*SOURCE TEXT*.
--- --- ---
Greece: Corruption, Police State and Struggle in Skouries
By Andreas Kakaris · Translated by Veroniki Krikoni from Global Voices
In the Skouries region of Chalkidiki, Northern Greece, Canadian company Eldorado Gold obtained mining rights for the Kakkavos Mountain gold through its Greek subsidiary, Hellenic Gold, after a controversial transfer process in 2004. Local residents have been opposed to the company owing the mining rights during the last decade. Ierissos city feels like a police state, and many suspicious events are taking place.
The surrounding forest, which will be destroyed as per 0.4% (according to the company’s research), is one of the rarest European primordial forests; moreover there is likely to be significant danger to the health of nearby residents. The company’s environmental impact report is deficient [el], according to Aristotle University of Thessaloniki.
The mining rights purchase was orchestrated with the assistance of Greek politicians, some of whom have recently been involved in corruption scandals. Among them are Christos Pachtas [el], the former Deputy Minister of National Economy and now the Mayor of Aristotelis Municipality, and George Papakonstantinou, the former Minister of Finance and Minister of Environment. Greek media magnate George Bobolas also played a key role through his construction company, AKTOR.
--- --- ---
*TO DO*.
[1] In the Skouries article, which Greek subsidiary did Eldorado Gold use to obtain the mining rights for the Kakkavos Mountain gold?
[2] Copy out the stretch of the Skouries article from "Greece: Corruption, Police" through "University of Thessaloniki.".

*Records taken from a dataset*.
--- --- ---
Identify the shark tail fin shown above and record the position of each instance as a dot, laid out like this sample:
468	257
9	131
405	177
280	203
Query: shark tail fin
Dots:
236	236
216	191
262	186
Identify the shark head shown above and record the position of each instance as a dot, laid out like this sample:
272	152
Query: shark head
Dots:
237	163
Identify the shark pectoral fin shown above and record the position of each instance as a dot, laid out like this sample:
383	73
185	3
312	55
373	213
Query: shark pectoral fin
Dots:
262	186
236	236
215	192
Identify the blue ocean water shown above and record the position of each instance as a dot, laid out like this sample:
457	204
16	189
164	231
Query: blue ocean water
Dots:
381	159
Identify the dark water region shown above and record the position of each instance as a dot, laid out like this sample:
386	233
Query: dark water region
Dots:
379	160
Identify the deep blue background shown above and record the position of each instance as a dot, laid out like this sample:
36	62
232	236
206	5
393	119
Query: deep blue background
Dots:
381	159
--- --- ---
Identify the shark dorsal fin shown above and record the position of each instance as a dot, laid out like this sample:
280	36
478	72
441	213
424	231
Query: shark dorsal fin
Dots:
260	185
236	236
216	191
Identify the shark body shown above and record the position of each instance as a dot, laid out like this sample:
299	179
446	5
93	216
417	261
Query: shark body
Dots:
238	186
--- --- ---
*REPLIES*.
[1] Hellenic Gold

[2]
Greece: Corruption, Police State and Struggle in Skouries
By Andreas Kakaris · Translated by Veroniki Krikoni from Global Voices
In the Skouries region of Chalkidiki, Northern Greece, Canadian company Eldorado Gold obtained mining rights for the Kakkavos Mountain gold through its Greek subsidiary, Hellenic Gold, after a controversial transfer process in 2004. Local residents have been opposed to the company owing the mining rights during the last decade. Ierissos city feels like a police state, and many suspicious events are taking place.
The surrounding forest, which will be destroyed as per 0.4% (according to the company’s research), is one of the rarest European primordial forests; moreover there is likely to be significant danger to the health of nearby residents. The company’s environmental impact report is deficient [el], according to Aristotle University of Thessaloniki.